→ **Materials provided**:
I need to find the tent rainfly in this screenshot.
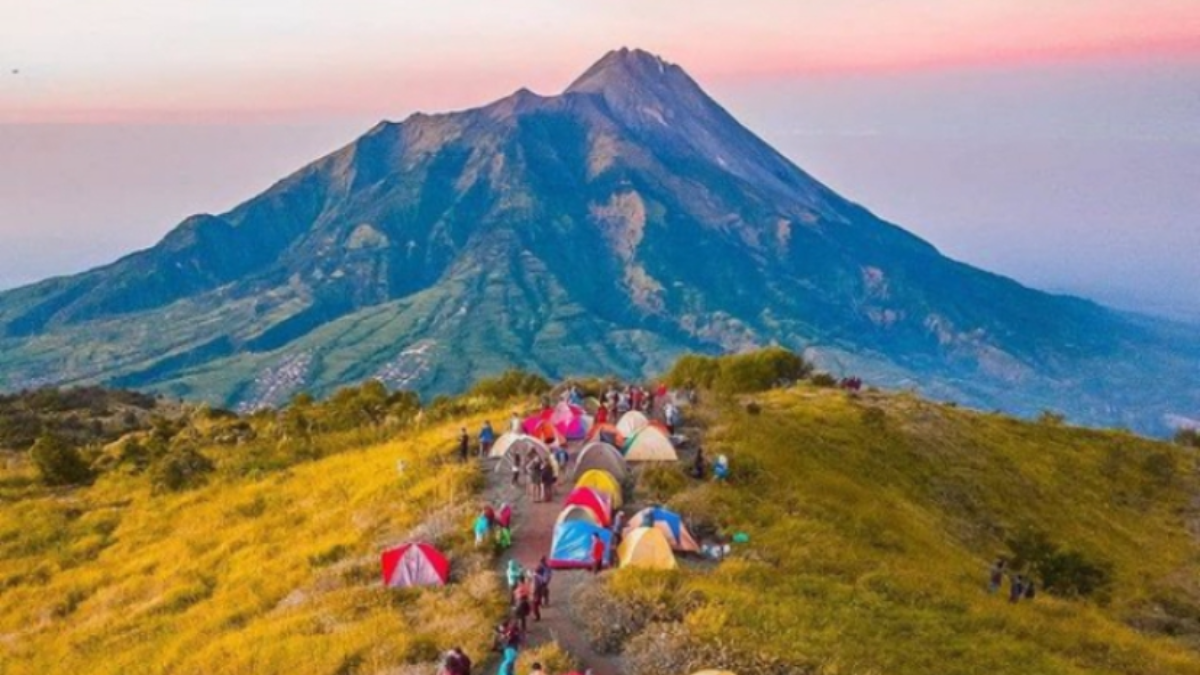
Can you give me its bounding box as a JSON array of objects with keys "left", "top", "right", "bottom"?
[
  {"left": 572, "top": 442, "right": 629, "bottom": 481},
  {"left": 616, "top": 410, "right": 650, "bottom": 437},
  {"left": 617, "top": 526, "right": 677, "bottom": 570},
  {"left": 624, "top": 426, "right": 679, "bottom": 462},
  {"left": 624, "top": 506, "right": 700, "bottom": 552},
  {"left": 380, "top": 542, "right": 450, "bottom": 588},
  {"left": 575, "top": 469, "right": 624, "bottom": 508}
]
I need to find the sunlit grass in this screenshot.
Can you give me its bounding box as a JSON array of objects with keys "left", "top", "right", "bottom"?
[{"left": 0, "top": 411, "right": 507, "bottom": 675}]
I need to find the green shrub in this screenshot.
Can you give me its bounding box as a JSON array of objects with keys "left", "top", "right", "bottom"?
[
  {"left": 150, "top": 447, "right": 215, "bottom": 493},
  {"left": 466, "top": 369, "right": 551, "bottom": 401},
  {"left": 1175, "top": 428, "right": 1200, "bottom": 449},
  {"left": 810, "top": 372, "right": 838, "bottom": 388},
  {"left": 30, "top": 433, "right": 93, "bottom": 486},
  {"left": 1007, "top": 530, "right": 1112, "bottom": 600},
  {"left": 664, "top": 348, "right": 812, "bottom": 396}
]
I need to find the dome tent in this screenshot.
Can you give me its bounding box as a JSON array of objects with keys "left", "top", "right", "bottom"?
[
  {"left": 489, "top": 433, "right": 560, "bottom": 476},
  {"left": 572, "top": 442, "right": 628, "bottom": 481},
  {"left": 548, "top": 521, "right": 613, "bottom": 570},
  {"left": 563, "top": 486, "right": 613, "bottom": 527},
  {"left": 624, "top": 426, "right": 678, "bottom": 462},
  {"left": 555, "top": 504, "right": 602, "bottom": 528},
  {"left": 616, "top": 410, "right": 650, "bottom": 437},
  {"left": 617, "top": 527, "right": 677, "bottom": 570},
  {"left": 380, "top": 542, "right": 450, "bottom": 588},
  {"left": 624, "top": 506, "right": 699, "bottom": 553},
  {"left": 575, "top": 469, "right": 624, "bottom": 508}
]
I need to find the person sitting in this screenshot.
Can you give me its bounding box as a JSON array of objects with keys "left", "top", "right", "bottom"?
[{"left": 713, "top": 454, "right": 730, "bottom": 482}]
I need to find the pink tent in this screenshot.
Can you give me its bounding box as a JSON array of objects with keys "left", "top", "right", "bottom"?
[
  {"left": 381, "top": 542, "right": 450, "bottom": 588},
  {"left": 551, "top": 402, "right": 587, "bottom": 440}
]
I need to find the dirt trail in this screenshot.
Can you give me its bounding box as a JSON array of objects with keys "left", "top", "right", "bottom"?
[{"left": 484, "top": 455, "right": 623, "bottom": 675}]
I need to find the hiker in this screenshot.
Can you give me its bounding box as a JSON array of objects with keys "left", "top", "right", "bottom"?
[
  {"left": 483, "top": 504, "right": 497, "bottom": 529},
  {"left": 664, "top": 401, "right": 680, "bottom": 434},
  {"left": 510, "top": 412, "right": 522, "bottom": 434},
  {"left": 595, "top": 405, "right": 608, "bottom": 426},
  {"left": 528, "top": 457, "right": 543, "bottom": 501},
  {"left": 496, "top": 524, "right": 512, "bottom": 550},
  {"left": 692, "top": 445, "right": 706, "bottom": 479},
  {"left": 1009, "top": 574, "right": 1025, "bottom": 603},
  {"left": 493, "top": 619, "right": 521, "bottom": 652},
  {"left": 511, "top": 451, "right": 523, "bottom": 486},
  {"left": 473, "top": 511, "right": 491, "bottom": 548},
  {"left": 611, "top": 511, "right": 625, "bottom": 551},
  {"left": 513, "top": 574, "right": 533, "bottom": 632},
  {"left": 506, "top": 559, "right": 524, "bottom": 593},
  {"left": 534, "top": 556, "right": 552, "bottom": 608},
  {"left": 1024, "top": 578, "right": 1036, "bottom": 601},
  {"left": 553, "top": 443, "right": 569, "bottom": 471},
  {"left": 497, "top": 646, "right": 518, "bottom": 675},
  {"left": 459, "top": 428, "right": 470, "bottom": 462},
  {"left": 540, "top": 460, "right": 556, "bottom": 502},
  {"left": 988, "top": 558, "right": 1006, "bottom": 594},
  {"left": 590, "top": 533, "right": 605, "bottom": 574},
  {"left": 497, "top": 503, "right": 513, "bottom": 529},
  {"left": 714, "top": 454, "right": 730, "bottom": 483},
  {"left": 480, "top": 421, "right": 496, "bottom": 457}
]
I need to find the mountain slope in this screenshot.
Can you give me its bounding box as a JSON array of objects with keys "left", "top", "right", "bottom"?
[{"left": 0, "top": 48, "right": 1196, "bottom": 431}]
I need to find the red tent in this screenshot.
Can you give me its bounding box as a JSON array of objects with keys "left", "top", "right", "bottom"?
[
  {"left": 563, "top": 487, "right": 613, "bottom": 528},
  {"left": 381, "top": 542, "right": 450, "bottom": 588}
]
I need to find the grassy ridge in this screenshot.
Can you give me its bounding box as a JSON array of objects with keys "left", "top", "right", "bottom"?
[
  {"left": 0, "top": 411, "right": 505, "bottom": 675},
  {"left": 611, "top": 386, "right": 1200, "bottom": 674}
]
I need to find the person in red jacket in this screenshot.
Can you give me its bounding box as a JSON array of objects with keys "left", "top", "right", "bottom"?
[{"left": 590, "top": 533, "right": 606, "bottom": 574}]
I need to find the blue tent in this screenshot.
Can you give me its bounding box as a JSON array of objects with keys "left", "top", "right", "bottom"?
[
  {"left": 548, "top": 520, "right": 613, "bottom": 570},
  {"left": 626, "top": 506, "right": 699, "bottom": 552}
]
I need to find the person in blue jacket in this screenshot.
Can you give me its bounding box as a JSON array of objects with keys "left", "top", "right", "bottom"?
[{"left": 479, "top": 421, "right": 496, "bottom": 458}]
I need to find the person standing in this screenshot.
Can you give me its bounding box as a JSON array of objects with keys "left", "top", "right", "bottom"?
[
  {"left": 611, "top": 511, "right": 625, "bottom": 552},
  {"left": 510, "top": 412, "right": 522, "bottom": 434},
  {"left": 988, "top": 558, "right": 1006, "bottom": 594},
  {"left": 1009, "top": 574, "right": 1025, "bottom": 603},
  {"left": 590, "top": 533, "right": 606, "bottom": 574},
  {"left": 511, "top": 451, "right": 523, "bottom": 487},
  {"left": 459, "top": 428, "right": 470, "bottom": 462},
  {"left": 535, "top": 556, "right": 552, "bottom": 608},
  {"left": 473, "top": 511, "right": 490, "bottom": 548},
  {"left": 541, "top": 461, "right": 556, "bottom": 502},
  {"left": 479, "top": 421, "right": 496, "bottom": 458}
]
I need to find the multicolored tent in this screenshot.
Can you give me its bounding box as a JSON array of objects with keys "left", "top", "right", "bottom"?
[
  {"left": 616, "top": 410, "right": 650, "bottom": 437},
  {"left": 624, "top": 506, "right": 699, "bottom": 552},
  {"left": 380, "top": 542, "right": 450, "bottom": 588},
  {"left": 523, "top": 412, "right": 566, "bottom": 445},
  {"left": 555, "top": 504, "right": 602, "bottom": 528},
  {"left": 550, "top": 402, "right": 588, "bottom": 440},
  {"left": 624, "top": 426, "right": 678, "bottom": 462},
  {"left": 548, "top": 520, "right": 613, "bottom": 570},
  {"left": 573, "top": 442, "right": 628, "bottom": 481},
  {"left": 575, "top": 469, "right": 624, "bottom": 508},
  {"left": 586, "top": 423, "right": 626, "bottom": 449},
  {"left": 617, "top": 526, "right": 677, "bottom": 570},
  {"left": 563, "top": 486, "right": 613, "bottom": 527}
]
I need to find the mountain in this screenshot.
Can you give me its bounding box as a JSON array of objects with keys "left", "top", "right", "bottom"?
[{"left": 0, "top": 48, "right": 1196, "bottom": 432}]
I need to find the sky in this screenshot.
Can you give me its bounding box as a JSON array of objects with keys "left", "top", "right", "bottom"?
[{"left": 2, "top": 1, "right": 1199, "bottom": 319}]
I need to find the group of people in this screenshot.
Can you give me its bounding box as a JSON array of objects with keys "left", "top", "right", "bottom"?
[
  {"left": 988, "top": 558, "right": 1036, "bottom": 603},
  {"left": 475, "top": 503, "right": 514, "bottom": 550},
  {"left": 508, "top": 451, "right": 558, "bottom": 502}
]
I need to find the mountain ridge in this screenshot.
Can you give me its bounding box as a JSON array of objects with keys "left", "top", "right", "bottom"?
[{"left": 0, "top": 48, "right": 1196, "bottom": 433}]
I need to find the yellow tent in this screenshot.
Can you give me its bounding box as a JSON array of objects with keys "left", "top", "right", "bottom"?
[
  {"left": 624, "top": 426, "right": 678, "bottom": 462},
  {"left": 617, "top": 526, "right": 677, "bottom": 570},
  {"left": 616, "top": 410, "right": 650, "bottom": 437},
  {"left": 575, "top": 469, "right": 623, "bottom": 508}
]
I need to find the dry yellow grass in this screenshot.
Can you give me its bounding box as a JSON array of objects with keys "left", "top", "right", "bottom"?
[{"left": 0, "top": 411, "right": 507, "bottom": 675}]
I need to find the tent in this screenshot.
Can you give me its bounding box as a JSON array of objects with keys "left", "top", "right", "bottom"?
[
  {"left": 563, "top": 487, "right": 613, "bottom": 527},
  {"left": 586, "top": 423, "right": 626, "bottom": 449},
  {"left": 616, "top": 410, "right": 650, "bottom": 437},
  {"left": 575, "top": 469, "right": 624, "bottom": 508},
  {"left": 617, "top": 527, "right": 677, "bottom": 570},
  {"left": 550, "top": 402, "right": 588, "bottom": 440},
  {"left": 573, "top": 442, "right": 628, "bottom": 481},
  {"left": 380, "top": 542, "right": 450, "bottom": 588},
  {"left": 548, "top": 520, "right": 613, "bottom": 570},
  {"left": 489, "top": 433, "right": 560, "bottom": 476},
  {"left": 624, "top": 506, "right": 699, "bottom": 552},
  {"left": 624, "top": 426, "right": 678, "bottom": 462},
  {"left": 555, "top": 504, "right": 603, "bottom": 528}
]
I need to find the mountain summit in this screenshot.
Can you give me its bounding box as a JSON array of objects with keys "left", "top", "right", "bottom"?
[{"left": 0, "top": 49, "right": 1196, "bottom": 432}]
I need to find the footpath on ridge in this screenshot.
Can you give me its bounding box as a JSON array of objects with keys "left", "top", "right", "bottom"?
[{"left": 484, "top": 438, "right": 624, "bottom": 675}]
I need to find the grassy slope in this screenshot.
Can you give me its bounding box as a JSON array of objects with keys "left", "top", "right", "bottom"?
[
  {"left": 0, "top": 411, "right": 505, "bottom": 675},
  {"left": 623, "top": 386, "right": 1200, "bottom": 674}
]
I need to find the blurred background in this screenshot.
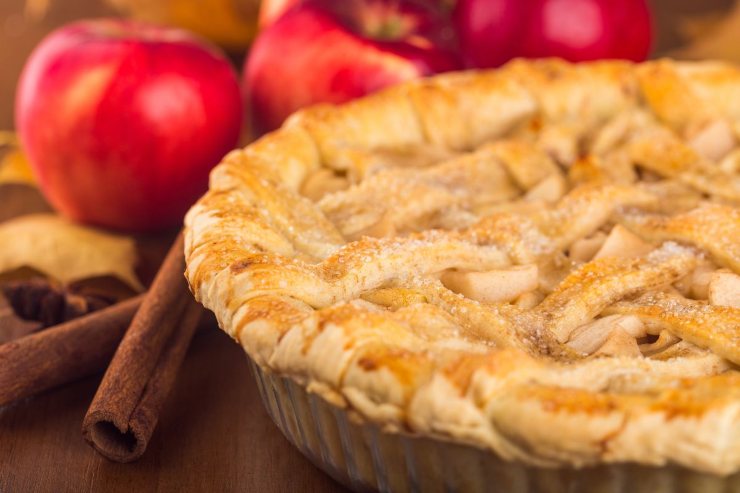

→ **Task statement**:
From the lines above, copy those that contain the word "ridge".

→ **Answer section**:
I need to find the grassy ridge in this screenshot.
I need to find the mountain ridge in this screenshot.
I need to find the footpath on ridge in this screenshot.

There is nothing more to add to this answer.